▸ **TASK DESCRIPTION**
Rescale everything from the line containing "like x=216, y=165." down to the end of the listing, reproducing every line, requests included, with each coordinate in the answers multiplied by 2.25 and rounded to a whole number, halves rounding up, while the numbers in the requests and their format samples stay unchanged. Leave the pictures out.

:::::

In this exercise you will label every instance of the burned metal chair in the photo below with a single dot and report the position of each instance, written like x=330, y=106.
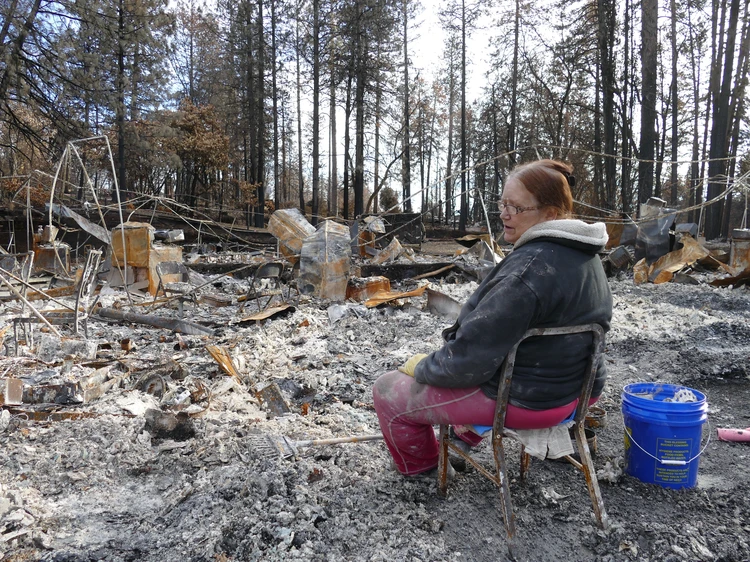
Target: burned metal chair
x=500, y=477
x=77, y=316
x=180, y=289
x=272, y=272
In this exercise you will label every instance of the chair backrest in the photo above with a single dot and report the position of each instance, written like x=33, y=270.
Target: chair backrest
x=503, y=391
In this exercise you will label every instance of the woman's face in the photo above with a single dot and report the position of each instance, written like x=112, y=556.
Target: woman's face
x=514, y=193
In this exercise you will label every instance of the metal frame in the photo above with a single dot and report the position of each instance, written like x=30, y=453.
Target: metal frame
x=500, y=478
x=78, y=316
x=270, y=270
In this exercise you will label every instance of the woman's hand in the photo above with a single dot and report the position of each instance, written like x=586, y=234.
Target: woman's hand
x=411, y=364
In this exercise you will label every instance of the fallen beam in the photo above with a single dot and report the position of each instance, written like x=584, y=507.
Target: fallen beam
x=173, y=324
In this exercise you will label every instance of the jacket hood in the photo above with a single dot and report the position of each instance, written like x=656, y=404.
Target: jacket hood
x=594, y=235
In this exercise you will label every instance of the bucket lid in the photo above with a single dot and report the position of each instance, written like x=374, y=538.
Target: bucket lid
x=664, y=397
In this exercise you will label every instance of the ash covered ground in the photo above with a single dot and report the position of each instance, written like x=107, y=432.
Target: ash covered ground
x=109, y=488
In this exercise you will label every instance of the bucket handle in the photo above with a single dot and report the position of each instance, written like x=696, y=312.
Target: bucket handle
x=668, y=461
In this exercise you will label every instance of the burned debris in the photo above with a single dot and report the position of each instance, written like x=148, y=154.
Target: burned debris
x=211, y=379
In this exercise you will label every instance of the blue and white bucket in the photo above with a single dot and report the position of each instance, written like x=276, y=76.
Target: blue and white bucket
x=663, y=429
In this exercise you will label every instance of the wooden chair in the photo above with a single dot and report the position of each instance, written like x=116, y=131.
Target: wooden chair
x=180, y=289
x=500, y=477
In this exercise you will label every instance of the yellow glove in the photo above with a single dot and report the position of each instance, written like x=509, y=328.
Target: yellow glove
x=411, y=364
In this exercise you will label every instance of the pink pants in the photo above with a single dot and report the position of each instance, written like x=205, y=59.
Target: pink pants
x=407, y=410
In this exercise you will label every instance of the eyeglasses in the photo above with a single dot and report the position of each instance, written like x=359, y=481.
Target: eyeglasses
x=514, y=209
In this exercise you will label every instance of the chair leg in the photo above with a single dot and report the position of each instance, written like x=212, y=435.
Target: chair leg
x=590, y=474
x=443, y=461
x=502, y=474
x=525, y=462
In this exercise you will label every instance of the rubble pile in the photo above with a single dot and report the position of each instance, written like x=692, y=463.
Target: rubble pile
x=144, y=442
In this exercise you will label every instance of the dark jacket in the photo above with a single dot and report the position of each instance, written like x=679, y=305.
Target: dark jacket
x=553, y=277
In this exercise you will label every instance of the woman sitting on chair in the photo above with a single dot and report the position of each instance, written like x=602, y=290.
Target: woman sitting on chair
x=553, y=277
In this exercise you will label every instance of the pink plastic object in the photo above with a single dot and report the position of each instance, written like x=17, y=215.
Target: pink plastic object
x=737, y=435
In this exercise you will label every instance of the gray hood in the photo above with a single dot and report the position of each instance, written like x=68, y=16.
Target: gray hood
x=568, y=229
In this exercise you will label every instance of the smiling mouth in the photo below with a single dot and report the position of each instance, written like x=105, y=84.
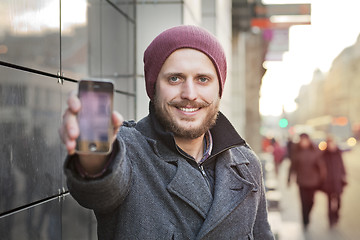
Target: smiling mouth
x=189, y=110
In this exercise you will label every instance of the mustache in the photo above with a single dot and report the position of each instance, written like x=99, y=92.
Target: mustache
x=189, y=103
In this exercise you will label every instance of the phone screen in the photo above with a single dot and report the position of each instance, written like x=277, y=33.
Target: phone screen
x=95, y=116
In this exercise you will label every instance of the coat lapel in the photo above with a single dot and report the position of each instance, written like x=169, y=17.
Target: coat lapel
x=233, y=183
x=189, y=185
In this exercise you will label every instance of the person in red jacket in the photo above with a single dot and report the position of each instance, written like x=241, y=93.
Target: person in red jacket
x=308, y=167
x=335, y=179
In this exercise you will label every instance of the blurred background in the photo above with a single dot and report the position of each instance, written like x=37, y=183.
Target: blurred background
x=293, y=68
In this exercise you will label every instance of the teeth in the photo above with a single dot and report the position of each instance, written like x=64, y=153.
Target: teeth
x=189, y=109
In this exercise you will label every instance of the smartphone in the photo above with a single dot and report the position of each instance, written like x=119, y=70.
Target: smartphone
x=94, y=117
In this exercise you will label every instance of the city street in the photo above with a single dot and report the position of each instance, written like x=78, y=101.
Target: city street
x=286, y=221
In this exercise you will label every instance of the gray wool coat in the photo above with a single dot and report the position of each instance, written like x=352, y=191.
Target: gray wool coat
x=151, y=191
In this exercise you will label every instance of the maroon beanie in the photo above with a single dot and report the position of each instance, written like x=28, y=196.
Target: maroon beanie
x=184, y=36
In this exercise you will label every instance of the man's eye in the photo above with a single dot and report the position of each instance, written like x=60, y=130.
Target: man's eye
x=203, y=79
x=173, y=79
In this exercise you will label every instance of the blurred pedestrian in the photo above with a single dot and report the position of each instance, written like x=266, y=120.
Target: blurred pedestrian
x=309, y=169
x=278, y=154
x=335, y=179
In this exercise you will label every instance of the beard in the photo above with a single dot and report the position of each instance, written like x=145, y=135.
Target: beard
x=168, y=121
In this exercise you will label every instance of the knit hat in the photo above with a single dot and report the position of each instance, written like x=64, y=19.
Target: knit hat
x=184, y=36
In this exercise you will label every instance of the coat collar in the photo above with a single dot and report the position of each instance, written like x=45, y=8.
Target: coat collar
x=233, y=182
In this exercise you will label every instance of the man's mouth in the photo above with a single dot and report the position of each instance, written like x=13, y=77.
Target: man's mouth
x=189, y=110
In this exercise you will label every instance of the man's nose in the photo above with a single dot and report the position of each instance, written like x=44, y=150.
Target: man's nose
x=188, y=90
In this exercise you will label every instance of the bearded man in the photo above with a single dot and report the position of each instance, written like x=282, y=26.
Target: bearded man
x=182, y=172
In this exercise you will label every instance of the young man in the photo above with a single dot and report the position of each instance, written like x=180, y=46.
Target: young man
x=182, y=172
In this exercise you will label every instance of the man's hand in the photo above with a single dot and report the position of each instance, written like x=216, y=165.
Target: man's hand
x=69, y=132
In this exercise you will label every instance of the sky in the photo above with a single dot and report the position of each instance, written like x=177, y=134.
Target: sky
x=334, y=26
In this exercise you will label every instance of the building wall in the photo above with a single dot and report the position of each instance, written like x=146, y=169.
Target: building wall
x=40, y=40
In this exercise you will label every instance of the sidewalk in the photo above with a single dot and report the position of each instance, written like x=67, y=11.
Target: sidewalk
x=285, y=209
x=283, y=202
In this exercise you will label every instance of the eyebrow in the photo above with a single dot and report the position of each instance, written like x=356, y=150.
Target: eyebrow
x=168, y=74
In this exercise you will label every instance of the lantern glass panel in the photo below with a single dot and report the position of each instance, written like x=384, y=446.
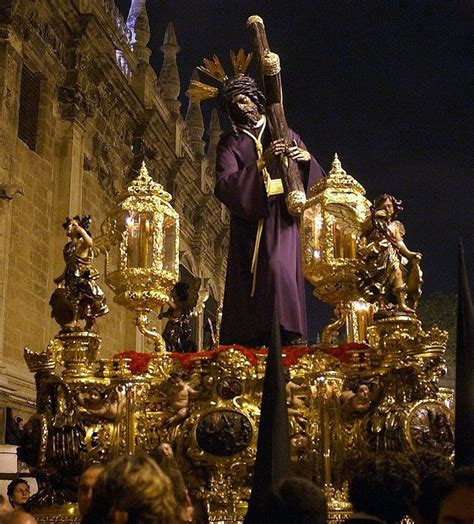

:::::

▸ **FINISHED ANSWER**
In this exercise you will label every instance of the man's hand in the photo above with a single dot and report the position of each instance, written like x=216, y=165.
Target: man's hand
x=155, y=297
In this exercise you will label every instance of the sky in the photo above with a single dot and report the position of each instance, written like x=177, y=134.
Target: sky
x=752, y=59
In this exercise you will label every instance of the building wall in the photo above with a single dot and report the position of each instance, written like x=146, y=169.
Target: building wall
x=90, y=90
In this exercise you will label every instance of the sidewalk in the photo above with a single dot and report the position of each instance, written like x=67, y=11.
Target: sidewalk
x=641, y=470
x=637, y=455
In this exercise you will label every instance of the eyebrow in the photo above with a single dot and report the position of each instance, written like x=356, y=150.
Target: eyebrow
x=378, y=167
In this exercise you will label every instance of the lantern glass panel in the photo below with a single dot and report the position of each instance, written like x=384, y=446.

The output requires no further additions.